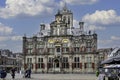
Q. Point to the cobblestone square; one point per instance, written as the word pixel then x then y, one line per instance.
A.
pixel 54 77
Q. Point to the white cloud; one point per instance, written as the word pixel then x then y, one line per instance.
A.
pixel 79 2
pixel 3 38
pixel 115 38
pixel 94 27
pixel 5 29
pixel 13 38
pixel 16 38
pixel 102 17
pixel 29 7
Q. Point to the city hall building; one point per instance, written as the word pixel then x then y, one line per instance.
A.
pixel 62 48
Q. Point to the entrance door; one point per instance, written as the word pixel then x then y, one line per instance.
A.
pixel 56 65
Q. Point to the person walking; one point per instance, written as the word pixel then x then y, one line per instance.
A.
pixel 29 73
pixel 13 73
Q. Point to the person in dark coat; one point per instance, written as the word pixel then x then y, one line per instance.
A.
pixel 13 73
pixel 28 73
pixel 3 74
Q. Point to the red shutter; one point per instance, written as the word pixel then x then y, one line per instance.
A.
pixel 80 65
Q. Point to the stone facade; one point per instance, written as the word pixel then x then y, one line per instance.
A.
pixel 63 48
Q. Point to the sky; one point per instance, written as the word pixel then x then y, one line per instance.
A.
pixel 19 17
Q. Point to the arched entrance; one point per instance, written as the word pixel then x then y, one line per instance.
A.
pixel 56 65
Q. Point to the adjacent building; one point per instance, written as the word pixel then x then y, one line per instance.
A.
pixel 9 60
pixel 62 48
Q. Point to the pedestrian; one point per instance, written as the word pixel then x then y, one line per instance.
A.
pixel 3 74
pixel 13 73
pixel 29 73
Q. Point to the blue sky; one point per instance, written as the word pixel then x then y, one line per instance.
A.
pixel 19 17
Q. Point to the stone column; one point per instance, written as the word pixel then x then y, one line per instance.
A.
pixel 45 62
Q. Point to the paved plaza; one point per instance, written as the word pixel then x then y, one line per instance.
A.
pixel 55 77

* * * * * * * * *

Can you turn the part of the material from the line containing "Q. Point to the stone facade;" through its final line into a numbered list, with any blank lines left out?

> [RESULT FOR THIS TASK]
1. Q. Point to the stone facade; one point per instance, written as the word pixel then x then y, one line per instance.
2. A.
3. pixel 63 48
4. Q. Point to the sky; one point per instance, written as the word pixel then x then y, one line per instance.
5. A.
6. pixel 19 17
7. Q. Point to the arched entrance; one point per instance, written as the word pixel then x then y, one line per instance.
8. A.
9. pixel 56 65
10. Q. Point to the adjacent building; one point per instance, written as the word pixel then x then y, one line per instance.
11. A.
12. pixel 9 60
13. pixel 62 48
14. Q. Point to the pedestrian; one point per instance, written as the word pixel then x then y, one line per instance.
15. A.
16. pixel 3 74
17. pixel 13 73
18. pixel 29 73
19. Q. Point to the blue sky; one point per instance, written as the word pixel then x then y, one line per instance.
20. A.
21. pixel 19 17
22. Q. Point to the stone column; one point per instance, written as the word pixel then x then y, one line per instance.
23. A.
24. pixel 45 62
25. Q. Point to the paved plaza; one point per instance, written as the word pixel then x then y, one line per instance.
26. A.
27. pixel 55 77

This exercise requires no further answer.